• _Work required_
Look through the listing for the string "like" and copy out every line that holds it.

• _Materials provided_
== Segment start ==

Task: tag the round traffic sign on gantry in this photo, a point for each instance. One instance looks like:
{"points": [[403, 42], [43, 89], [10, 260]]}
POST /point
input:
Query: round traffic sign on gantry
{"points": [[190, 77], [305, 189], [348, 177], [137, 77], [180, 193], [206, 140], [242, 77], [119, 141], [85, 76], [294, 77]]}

== Segment end ==
== Segment start ==

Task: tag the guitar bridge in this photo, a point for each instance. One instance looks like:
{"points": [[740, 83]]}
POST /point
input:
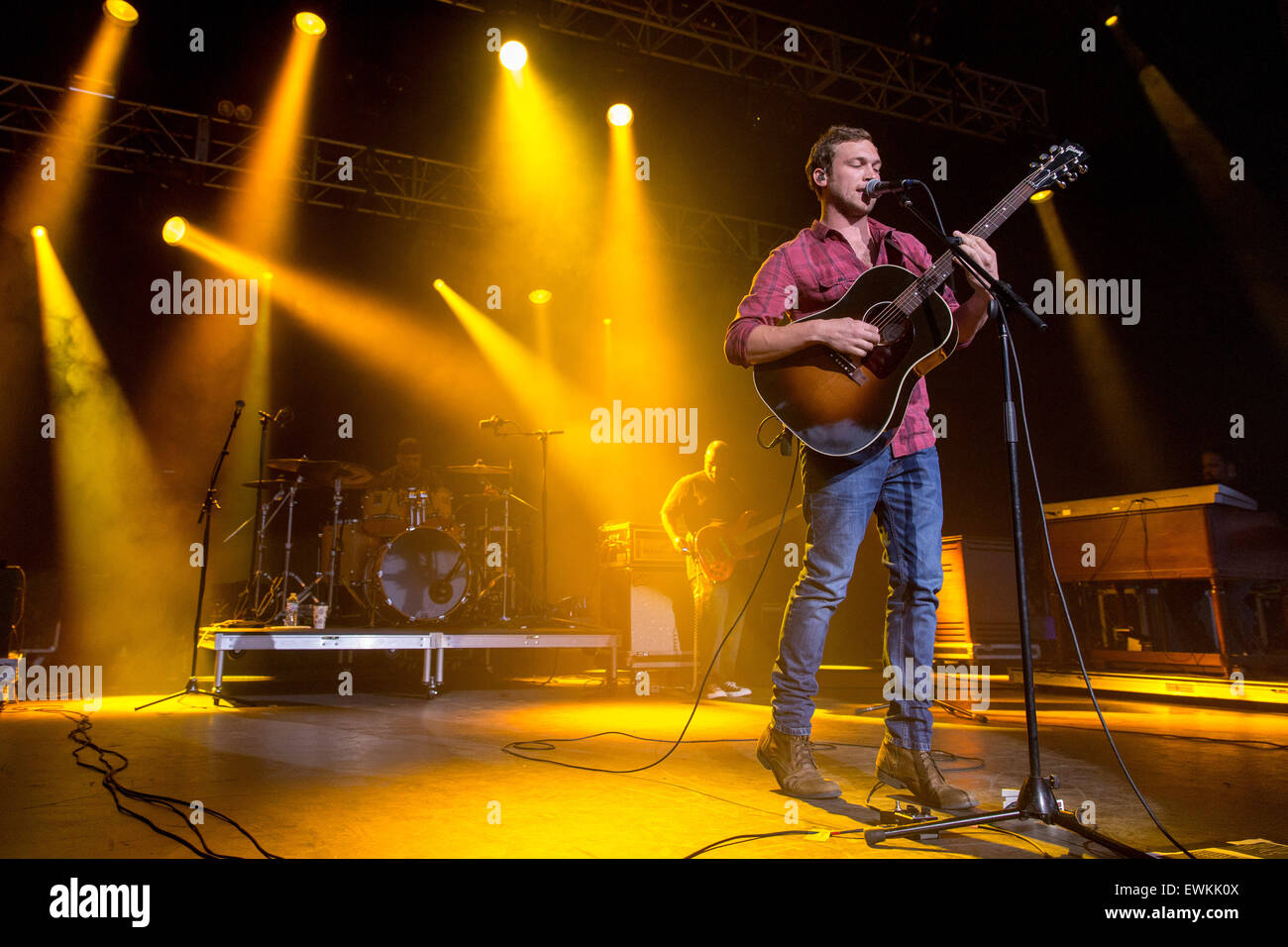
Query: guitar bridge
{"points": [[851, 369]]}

== Segment end ==

• _Task result_
Task: tag the round traffic sign on gantry in this photo, a point for each instance. One instance looks like:
Task: tag the guitar bridge in this photo, a point for each instance. One instance looks like:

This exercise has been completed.